**Your goal**
Given the records below, transcribe each of them exactly.

---------------

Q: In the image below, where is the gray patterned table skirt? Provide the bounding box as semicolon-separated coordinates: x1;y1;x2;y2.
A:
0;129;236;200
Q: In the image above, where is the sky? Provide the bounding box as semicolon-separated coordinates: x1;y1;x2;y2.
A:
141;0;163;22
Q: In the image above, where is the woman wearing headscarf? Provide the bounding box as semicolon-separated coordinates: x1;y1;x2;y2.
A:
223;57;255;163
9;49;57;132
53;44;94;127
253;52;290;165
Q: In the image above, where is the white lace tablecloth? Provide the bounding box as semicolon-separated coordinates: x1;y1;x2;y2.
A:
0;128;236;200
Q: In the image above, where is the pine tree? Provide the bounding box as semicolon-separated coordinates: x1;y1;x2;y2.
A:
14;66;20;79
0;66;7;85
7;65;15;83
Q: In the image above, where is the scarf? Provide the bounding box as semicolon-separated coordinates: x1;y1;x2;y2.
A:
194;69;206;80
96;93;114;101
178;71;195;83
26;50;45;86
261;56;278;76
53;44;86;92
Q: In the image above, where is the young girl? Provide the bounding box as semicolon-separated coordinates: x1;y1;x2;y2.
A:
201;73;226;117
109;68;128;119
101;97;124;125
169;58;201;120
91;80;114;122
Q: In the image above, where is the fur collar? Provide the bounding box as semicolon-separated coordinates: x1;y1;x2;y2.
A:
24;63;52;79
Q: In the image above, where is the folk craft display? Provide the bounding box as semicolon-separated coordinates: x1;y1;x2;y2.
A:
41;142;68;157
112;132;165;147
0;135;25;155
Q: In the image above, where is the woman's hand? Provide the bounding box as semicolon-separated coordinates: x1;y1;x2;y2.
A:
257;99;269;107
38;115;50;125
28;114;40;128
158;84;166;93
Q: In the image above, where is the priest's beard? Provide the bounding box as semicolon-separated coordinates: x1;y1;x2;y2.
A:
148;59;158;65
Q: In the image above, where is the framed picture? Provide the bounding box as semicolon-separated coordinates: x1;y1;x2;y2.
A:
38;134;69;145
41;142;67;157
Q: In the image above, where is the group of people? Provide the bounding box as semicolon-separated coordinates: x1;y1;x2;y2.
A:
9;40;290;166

---------------

**Response to the exercise**
Q: In the image below, where is the gray patterned table skirt? Provide the bounding box as semicolon-separated coordinates: x1;y1;x2;y2.
A:
0;129;236;200
Q: In the image above, where is the sky? Provide the bounding box as semicolon-separated coordinates: x1;y1;x2;y2.
A:
141;0;163;22
Q: In the image above, where is the woman wearing headscarf? Provide the bounding box as semicolon-separated coordinates: x1;y1;x2;y2.
A:
223;57;255;163
9;49;57;132
53;44;94;127
253;52;290;165
Q: In the image above, where is the white lace tablecloth? Provide the bounding box as semicolon-separated coordinates: x1;y1;x2;y2.
A:
0;128;236;200
Q: In the image above, where is the pine tree? Provide the bounding box as semicolon-separated coordinates: x1;y1;x2;y2.
A:
14;66;20;79
0;66;7;85
7;65;15;83
Q: In the image above, where is the scarf? Provide the bounding box as semicolon-separated coordinates: x1;y1;x2;y2.
A:
194;69;206;80
96;93;114;101
178;71;195;83
26;50;45;86
261;56;278;76
53;44;86;92
Q: In the image above, where is the young girl? Provide the bounding box as semicolon-separated coordinates: x1;y1;x2;y2.
A:
201;73;226;117
109;68;128;119
101;97;124;125
169;58;201;120
91;80;114;122
Q: In the image above, where is the fur collar? Provide the bounding box as semicolon-separated coordinates: x1;y1;x2;y2.
A:
24;63;52;79
Q: In the image above, where is the folk craft display? Provide the bounding box as semicolon-separated coordinates: x1;y1;x2;y2.
A:
41;142;68;157
112;132;165;147
0;135;25;155
Q: In the image above, where is the woman's hand? Provide the bounding box as semicolon-separated coordinates: x1;y1;x2;y2.
A:
257;99;269;107
38;115;50;125
28;114;40;128
158;84;166;93
Q: In the image above, where is the priest's beard? Provide the bounding box as semicolon-separated coordinates: x1;y1;x2;y2.
A:
148;59;158;65
Q: In the image above, where is the framed picture? Provide the bounding box as semicolon-separated coordinates: x1;y1;x2;y2.
A:
38;134;69;145
41;142;67;157
Q: In the image above, where is the group of people? Provide the bounding box as semicolon-separated coordinates: x1;y1;x2;y2.
A:
9;40;290;166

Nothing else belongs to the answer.